## What you need to do
Continue the worked solution to the isosceles-triangle circle problem from the point where it stops.
**** Supplied text ****
Revision as of 21:23, 17 February 2019

Problem

Let $\triangle ABC$ be an isosceles triangle with $BC = AC$ and $\angle ACB = 40^{\circ}$. Construct the circle with diameter $\overline{BC}$, and let $D$ and $E$ be the other intersection points of the circle with the sides $\overline{AC}$ and $\overline{AB}$, respectively. Let $F$ be the intersection of the diagonals of the quadrilateral $BCDE$. What is the degree measure of $\angle BFC ?$

$\textbf{(A) } 90 \qquad\textbf{(B) } 100 \qquad\textbf{(C) } 105 \qquad\textbf{(D) } 110 \qquad\textbf{(E) } 120$

Solution 1

[asy] unitsize(40);draw((-1,0)--(1,0)--(0,2.75)--cycle);draw(circumcircle((-1,0),(0,0),(0,2.75)));label("$A$",(1,0),SE);label("$C$",(0,2.75),N);label("$B$",(-1,0),SW);label("$E$",(0,0),S);label("$D$",(0.77,0.64),E);draw((0,0)--(0,2.75));draw((-1,0)--(0.77,0.64));[/asy]

Drawing it out, we see $\angle BDC$ and $\angle BEC$ are right angles, as they are inscribed in a semicircle. Using the fact that it is an isosceles triangle, we find $\angle ABC=70^{\circ}$. We can find $\angle ECB=20^{\circ}$ and $\angle DBC=50^{\circ}$ by the triangle angle sum on $\triangle ECB$ and $\triangle DBC$.
**** Entries ****
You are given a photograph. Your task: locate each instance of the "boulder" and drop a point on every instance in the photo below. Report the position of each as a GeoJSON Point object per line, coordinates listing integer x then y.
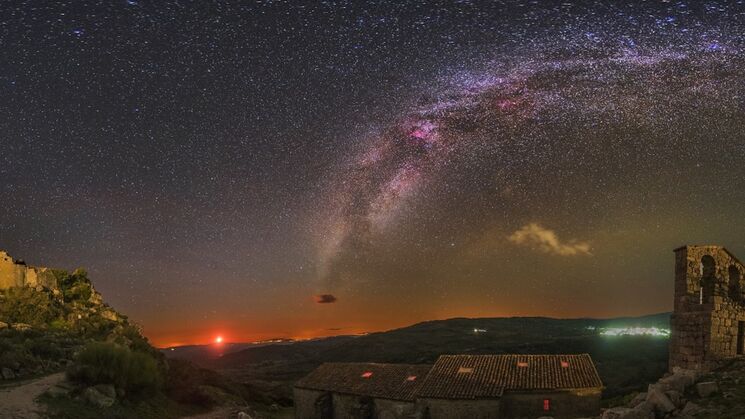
{"type": "Point", "coordinates": [626, 413]}
{"type": "Point", "coordinates": [706, 388]}
{"type": "Point", "coordinates": [96, 398]}
{"type": "Point", "coordinates": [107, 390]}
{"type": "Point", "coordinates": [661, 403]}
{"type": "Point", "coordinates": [678, 382]}
{"type": "Point", "coordinates": [638, 399]}
{"type": "Point", "coordinates": [675, 397]}
{"type": "Point", "coordinates": [7, 373]}
{"type": "Point", "coordinates": [690, 409]}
****
## Output for this task
\[\angle BDC+\angle DCB+\angle DBC=180^{\circ}\implies90^{\circ}+40^{\circ}+\angle DBC=180^{\circ}\implies\angle DBC=50^{\circ}\]

\[\angle BEC+\angle EBC+\angle ECB=180^{\circ}\implies90^{\circ}+70^{\circ}+\angle ECB=180^{\circ}\implies\angle ECB=20^{\circ}\]

Then, we take triangle $BFC$, and find $\angle BFC=180^{\circ}-50^{\circ}-20^{\circ}=\boxed{\textbf{(D) } 110^{\circ}}.$

Solution 2

Alternatively, we could have used similar triangles. We start similarly to Solution 1.

Drawing it out, we see $\angle BDC$ and $\angle BEC$ are right angles, as they are inscribed in a semicircle. Therefore, \[\angle BDA = 180^{\circ} - \angle BDC = 180^{\circ} - 90^{\circ} = 90^{\circ}.\]

So, $\triangle BEF \sim BDA$ by AA Similarity, since $\angle EBF = \angle DBA$ and $\angle BEC = 90^{\circ} = \angle BDA$. Thus, we know \[\angle EFB = \angle DAB = \angle CAB = 70^{\circ}.\]

Finally, we deduce \[\angle BFC = 180^{\circ} - \angle EFB = 180^{\circ} - 70^{\circ} = \boxed{\textbf{(D) } 110^{\circ}}.\]

Solution 3 (Outside Angles)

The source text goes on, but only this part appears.